* **DOCUMENT**
┏━━

As a follow up to my last post, where I asked if Star Wars: Galaxies is actually a bad game, I’ve decided to pick up a new project for DFTM – I’m going to put my mouth where my money is and play through the first free month of a Star Wars: Galaxies subscription. My trial has run out, I didn’t get very far, but using an old retail code I had I now have a full account, including all the expansion packs.

Anioo Gtak, armed and dangerous. Level 7 dangerous, at least.

Anioo G'tak, armed and dangerous. Level 7 dangerous, at least.

Since there’s no interesting MMO coming out until next year, I thought this was as good a time as any. I shall play my bounty hunter and see how far I can get, how interesting the sandbox and leveling/questing mechanics are, and if the game – 6 years after release – still has anything to offer me. And, perhaps, you.

The NGE-fiasco has given Star Wars: Galaxies a terrible reputation, just like Vanguard’s launch blues ruined a lot for that particular title. I really like Vanguard, I think more people should keep an open mind and try it out, and who knows, perhaps the same goes for SWG. Worth a shot.

┗━━

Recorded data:
┏━━

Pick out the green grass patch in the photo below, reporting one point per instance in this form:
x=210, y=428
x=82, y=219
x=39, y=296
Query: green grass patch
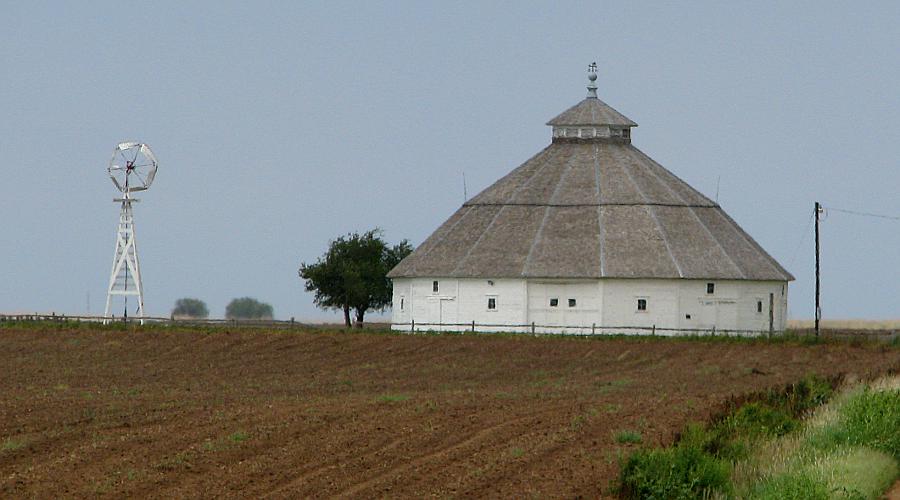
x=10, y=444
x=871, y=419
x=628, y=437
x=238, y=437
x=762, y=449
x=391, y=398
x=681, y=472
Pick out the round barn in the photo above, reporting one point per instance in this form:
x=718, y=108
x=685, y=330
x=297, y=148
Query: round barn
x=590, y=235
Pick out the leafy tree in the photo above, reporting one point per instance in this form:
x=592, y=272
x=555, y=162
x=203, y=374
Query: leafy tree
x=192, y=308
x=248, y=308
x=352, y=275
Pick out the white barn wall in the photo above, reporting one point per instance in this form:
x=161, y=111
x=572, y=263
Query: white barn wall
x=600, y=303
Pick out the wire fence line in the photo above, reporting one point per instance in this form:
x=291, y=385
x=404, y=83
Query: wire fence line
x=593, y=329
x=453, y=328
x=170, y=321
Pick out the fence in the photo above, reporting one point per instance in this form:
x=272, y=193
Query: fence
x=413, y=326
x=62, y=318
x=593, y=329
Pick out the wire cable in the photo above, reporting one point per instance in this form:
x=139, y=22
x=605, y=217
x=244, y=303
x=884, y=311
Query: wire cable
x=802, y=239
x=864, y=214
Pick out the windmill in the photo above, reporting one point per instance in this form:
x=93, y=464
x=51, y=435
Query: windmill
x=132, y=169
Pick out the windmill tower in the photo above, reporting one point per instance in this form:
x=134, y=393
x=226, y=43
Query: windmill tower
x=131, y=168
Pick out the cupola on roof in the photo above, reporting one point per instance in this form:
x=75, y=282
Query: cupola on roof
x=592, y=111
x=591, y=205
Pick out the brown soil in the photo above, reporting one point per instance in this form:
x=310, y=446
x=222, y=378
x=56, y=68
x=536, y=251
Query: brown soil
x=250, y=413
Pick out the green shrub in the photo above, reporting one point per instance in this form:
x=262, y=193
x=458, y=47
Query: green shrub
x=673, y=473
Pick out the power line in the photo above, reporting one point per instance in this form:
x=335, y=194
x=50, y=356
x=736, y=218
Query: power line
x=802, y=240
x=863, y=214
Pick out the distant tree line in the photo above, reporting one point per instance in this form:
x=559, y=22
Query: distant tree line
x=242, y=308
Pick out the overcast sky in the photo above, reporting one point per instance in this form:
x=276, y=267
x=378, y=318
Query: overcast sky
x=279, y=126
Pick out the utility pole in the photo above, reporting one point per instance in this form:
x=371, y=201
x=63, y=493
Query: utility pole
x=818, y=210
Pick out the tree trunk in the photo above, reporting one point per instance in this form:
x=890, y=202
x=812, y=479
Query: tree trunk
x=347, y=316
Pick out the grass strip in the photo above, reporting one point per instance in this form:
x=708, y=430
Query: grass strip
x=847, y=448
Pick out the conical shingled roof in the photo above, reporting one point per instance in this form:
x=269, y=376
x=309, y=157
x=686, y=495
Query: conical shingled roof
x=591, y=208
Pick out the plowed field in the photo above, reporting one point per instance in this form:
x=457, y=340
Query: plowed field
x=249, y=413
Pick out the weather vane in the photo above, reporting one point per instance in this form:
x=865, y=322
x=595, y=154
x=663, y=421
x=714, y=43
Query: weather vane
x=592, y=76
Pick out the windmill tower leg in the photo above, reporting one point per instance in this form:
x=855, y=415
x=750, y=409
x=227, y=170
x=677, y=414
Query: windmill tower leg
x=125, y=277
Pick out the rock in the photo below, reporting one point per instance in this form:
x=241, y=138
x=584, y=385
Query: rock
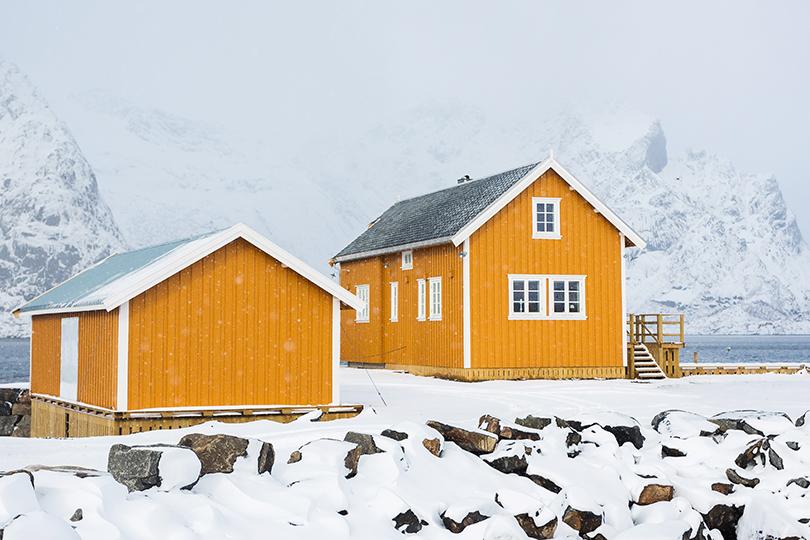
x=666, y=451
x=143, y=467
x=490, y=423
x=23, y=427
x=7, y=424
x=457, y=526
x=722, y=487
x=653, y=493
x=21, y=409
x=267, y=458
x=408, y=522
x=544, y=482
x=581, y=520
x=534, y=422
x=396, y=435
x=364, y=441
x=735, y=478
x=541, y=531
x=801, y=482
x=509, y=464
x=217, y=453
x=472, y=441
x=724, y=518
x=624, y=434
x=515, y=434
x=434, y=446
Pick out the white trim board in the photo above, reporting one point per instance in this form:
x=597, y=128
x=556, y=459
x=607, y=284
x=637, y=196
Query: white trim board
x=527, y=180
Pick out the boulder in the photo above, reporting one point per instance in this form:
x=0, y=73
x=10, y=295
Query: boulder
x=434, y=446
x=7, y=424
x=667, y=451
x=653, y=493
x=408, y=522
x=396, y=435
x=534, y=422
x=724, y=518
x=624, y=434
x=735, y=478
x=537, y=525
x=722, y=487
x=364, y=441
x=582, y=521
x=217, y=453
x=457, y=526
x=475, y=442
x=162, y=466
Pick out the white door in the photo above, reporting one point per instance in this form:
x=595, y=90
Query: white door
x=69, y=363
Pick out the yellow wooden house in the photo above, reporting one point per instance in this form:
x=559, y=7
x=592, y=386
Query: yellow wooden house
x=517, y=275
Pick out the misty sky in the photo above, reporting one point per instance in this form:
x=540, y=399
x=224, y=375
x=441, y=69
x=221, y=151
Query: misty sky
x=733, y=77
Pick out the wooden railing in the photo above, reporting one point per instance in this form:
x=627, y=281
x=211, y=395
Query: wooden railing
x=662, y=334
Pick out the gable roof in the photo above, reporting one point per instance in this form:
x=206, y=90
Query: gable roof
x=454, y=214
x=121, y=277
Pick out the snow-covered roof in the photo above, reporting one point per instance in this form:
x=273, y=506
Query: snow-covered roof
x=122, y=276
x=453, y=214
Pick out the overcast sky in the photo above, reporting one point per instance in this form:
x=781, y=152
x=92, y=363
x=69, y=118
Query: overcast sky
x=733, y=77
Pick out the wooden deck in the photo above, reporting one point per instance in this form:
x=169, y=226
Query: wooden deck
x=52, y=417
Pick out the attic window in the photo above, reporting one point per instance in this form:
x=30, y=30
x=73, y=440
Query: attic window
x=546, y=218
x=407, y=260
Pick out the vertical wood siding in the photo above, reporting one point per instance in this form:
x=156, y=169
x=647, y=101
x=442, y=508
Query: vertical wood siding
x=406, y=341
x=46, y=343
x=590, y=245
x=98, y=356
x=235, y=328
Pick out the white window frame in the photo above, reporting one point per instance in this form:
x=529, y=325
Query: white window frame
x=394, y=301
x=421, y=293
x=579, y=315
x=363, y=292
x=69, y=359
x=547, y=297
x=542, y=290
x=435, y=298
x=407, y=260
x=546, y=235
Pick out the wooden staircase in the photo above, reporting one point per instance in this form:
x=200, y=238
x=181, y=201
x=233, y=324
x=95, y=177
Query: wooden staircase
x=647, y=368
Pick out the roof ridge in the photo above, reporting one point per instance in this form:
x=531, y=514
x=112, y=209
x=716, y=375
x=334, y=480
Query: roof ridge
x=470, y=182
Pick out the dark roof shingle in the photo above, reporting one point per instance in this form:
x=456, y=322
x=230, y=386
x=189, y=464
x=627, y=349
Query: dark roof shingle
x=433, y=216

┗━━
┏━━

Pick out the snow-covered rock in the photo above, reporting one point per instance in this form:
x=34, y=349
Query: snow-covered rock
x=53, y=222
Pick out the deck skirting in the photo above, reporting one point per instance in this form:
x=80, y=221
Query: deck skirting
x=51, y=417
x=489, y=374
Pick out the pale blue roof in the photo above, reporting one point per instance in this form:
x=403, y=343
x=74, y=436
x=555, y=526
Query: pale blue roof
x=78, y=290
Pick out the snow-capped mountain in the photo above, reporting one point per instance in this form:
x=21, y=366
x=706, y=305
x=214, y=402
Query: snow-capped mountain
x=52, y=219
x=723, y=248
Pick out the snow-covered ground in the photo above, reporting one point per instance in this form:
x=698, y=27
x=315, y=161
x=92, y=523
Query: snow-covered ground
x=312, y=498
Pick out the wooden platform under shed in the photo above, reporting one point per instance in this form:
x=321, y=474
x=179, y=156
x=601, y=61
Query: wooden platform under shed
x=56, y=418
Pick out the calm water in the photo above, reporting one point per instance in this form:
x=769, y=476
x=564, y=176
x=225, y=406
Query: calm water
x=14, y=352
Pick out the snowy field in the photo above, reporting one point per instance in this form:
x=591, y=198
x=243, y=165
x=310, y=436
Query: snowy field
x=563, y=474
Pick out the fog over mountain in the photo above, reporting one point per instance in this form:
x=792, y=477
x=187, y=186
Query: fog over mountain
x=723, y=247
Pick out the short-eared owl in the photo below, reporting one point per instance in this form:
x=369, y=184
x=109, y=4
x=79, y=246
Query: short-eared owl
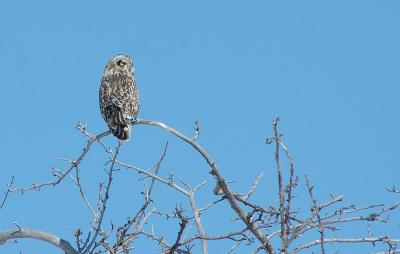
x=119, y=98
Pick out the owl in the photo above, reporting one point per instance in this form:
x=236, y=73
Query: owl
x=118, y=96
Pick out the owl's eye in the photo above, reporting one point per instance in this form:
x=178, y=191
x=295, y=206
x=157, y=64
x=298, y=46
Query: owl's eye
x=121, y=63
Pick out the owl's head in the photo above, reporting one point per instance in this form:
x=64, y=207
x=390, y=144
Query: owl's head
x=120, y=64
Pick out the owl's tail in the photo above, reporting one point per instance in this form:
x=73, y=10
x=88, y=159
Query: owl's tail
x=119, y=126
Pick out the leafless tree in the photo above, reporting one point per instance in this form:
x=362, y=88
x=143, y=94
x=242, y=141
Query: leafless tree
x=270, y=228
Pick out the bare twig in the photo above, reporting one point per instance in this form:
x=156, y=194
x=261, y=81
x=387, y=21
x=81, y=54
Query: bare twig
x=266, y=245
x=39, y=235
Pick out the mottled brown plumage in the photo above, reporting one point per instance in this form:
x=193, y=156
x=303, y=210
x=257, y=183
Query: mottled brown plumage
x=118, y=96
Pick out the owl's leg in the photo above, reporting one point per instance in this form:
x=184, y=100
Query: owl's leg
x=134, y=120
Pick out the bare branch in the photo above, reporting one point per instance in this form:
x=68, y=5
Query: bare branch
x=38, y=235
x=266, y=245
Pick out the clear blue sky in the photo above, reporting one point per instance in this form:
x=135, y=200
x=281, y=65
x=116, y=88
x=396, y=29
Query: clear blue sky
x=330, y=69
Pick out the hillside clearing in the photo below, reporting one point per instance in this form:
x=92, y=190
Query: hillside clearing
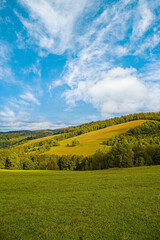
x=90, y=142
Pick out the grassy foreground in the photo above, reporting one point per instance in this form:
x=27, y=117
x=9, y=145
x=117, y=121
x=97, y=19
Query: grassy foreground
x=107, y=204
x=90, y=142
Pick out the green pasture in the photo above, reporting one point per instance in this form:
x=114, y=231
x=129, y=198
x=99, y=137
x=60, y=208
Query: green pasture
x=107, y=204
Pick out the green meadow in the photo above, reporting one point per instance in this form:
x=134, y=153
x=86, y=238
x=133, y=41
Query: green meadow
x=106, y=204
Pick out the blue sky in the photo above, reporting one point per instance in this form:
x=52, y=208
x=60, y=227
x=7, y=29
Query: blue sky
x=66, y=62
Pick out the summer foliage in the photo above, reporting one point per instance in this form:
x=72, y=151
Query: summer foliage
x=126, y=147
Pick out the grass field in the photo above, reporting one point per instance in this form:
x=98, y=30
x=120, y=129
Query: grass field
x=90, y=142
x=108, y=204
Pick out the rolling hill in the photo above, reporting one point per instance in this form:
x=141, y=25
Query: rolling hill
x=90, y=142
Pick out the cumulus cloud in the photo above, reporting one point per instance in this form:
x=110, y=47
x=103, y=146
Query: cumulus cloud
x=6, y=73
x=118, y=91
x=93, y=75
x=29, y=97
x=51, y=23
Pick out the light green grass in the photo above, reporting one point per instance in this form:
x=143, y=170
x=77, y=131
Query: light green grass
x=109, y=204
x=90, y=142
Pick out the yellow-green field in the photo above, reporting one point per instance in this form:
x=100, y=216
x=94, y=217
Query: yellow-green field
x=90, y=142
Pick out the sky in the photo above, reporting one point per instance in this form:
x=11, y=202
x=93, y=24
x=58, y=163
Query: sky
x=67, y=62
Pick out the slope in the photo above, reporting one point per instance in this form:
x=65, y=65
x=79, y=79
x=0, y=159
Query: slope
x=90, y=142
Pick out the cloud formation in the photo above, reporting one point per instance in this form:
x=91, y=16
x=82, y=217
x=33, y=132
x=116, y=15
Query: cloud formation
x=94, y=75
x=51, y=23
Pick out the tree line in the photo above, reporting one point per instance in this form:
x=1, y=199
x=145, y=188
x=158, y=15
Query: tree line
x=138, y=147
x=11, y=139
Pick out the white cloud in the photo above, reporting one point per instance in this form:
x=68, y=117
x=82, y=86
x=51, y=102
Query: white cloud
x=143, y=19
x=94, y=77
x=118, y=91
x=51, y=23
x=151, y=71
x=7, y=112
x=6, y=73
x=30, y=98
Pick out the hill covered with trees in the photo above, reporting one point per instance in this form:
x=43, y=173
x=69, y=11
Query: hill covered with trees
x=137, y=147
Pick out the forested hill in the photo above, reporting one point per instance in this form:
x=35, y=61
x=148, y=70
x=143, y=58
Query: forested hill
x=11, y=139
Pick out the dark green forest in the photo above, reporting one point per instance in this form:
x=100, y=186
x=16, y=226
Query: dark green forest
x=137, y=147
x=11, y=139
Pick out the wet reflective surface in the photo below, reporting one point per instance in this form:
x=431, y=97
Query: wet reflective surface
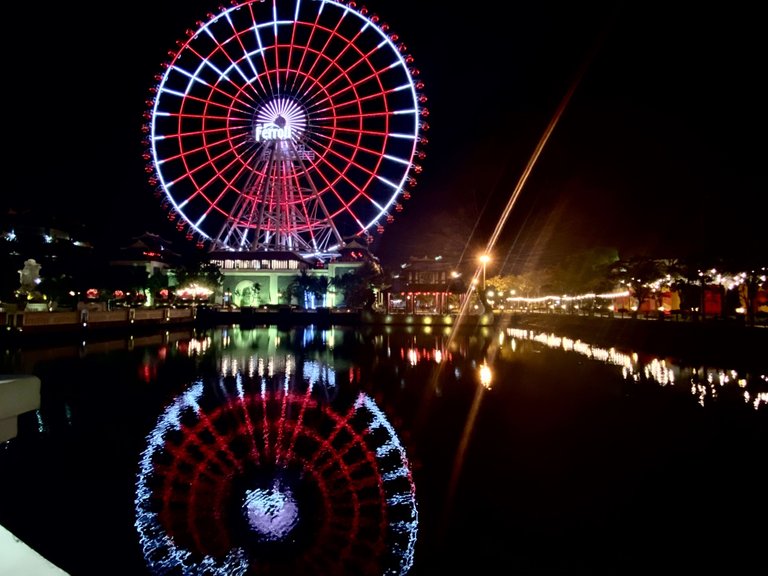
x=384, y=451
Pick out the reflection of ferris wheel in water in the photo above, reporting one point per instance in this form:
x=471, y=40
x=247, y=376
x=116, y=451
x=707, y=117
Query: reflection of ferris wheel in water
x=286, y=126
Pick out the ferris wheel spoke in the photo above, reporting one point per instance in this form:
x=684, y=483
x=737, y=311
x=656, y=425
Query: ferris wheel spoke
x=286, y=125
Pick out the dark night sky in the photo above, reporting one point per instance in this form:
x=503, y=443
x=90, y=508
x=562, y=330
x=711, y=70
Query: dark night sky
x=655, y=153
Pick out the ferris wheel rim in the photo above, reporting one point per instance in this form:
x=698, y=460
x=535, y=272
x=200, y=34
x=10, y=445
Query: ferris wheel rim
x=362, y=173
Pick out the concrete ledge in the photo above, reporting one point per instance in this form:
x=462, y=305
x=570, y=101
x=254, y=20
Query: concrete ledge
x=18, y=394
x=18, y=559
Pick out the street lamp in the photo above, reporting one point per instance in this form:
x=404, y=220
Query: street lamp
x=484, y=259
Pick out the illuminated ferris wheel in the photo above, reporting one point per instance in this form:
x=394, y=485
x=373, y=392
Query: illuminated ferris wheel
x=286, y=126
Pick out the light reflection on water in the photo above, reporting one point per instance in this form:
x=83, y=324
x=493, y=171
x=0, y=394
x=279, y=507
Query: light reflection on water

┗━━

* **STATED TASK 1**
In the records, retype the lines from the one containing "Pick out the dark green" up to and including the one containing "x=655, y=153", and leave the pictures out.
* **STATED TASK 2**
Extend the blog post about replaying Star Wars: Galaxies, picking up after its last sentence.
The text and the records have no connection to each other.

* **OUTPUT 1**
Pick out the dark green forest in the photo above, reporting one point per instance in this form:
x=100, y=186
x=16, y=226
Query: dark green forest
x=137, y=147
x=11, y=139
Pick out the wet reflective surface in the photo below, reporting one point per instance in this form:
x=431, y=97
Query: wet reflective surface
x=384, y=451
Pick out the reflection of ferris wheel in water in the photo above, reporting one point per instance in this form:
x=471, y=40
x=247, y=376
x=116, y=451
x=707, y=117
Query: reflection of ferris wheel in water
x=286, y=126
Pick out the ferris wheel spoke in the photo above, reporting one point per instance in this form:
x=684, y=483
x=737, y=311
x=656, y=425
Query: ferris wheel spoke
x=286, y=125
Pick out the dark night sky in the photo above, reporting one point per instance in this form:
x=503, y=443
x=90, y=508
x=562, y=330
x=711, y=70
Query: dark night sky
x=655, y=153

* **OUTPUT 2**
I’ll start out with a typical fighter class, playing as a Zabrak bounty hunter. It feels like a safe bet, since I have no clue what I’m doing. My character is called Anioo G’tak and I’ll be setting up shop on the Europe-Farstar server. If you see me, or feel like helping me getting accustomed to my new life in a rather confusing MMO, feel free to send me a tell. If not, just send me a friendly message or wave to me on the streets of Mos Eisley!

I’ll keep blogging about other things as well, but I shall try to keep as much focus on this project as possible. Wish me luck, if it turns out that SWG is a big pile of Bantha dung I might need it.

(Just for the record – I’m also one of the cool kids. I’ve been playing Dragon Age: Origins like crazy and I’m totally and madly in love with Torchlight. I’ll leave the more interesting commenting on those titles to great minds like Dusty and Syp for the time being, though.)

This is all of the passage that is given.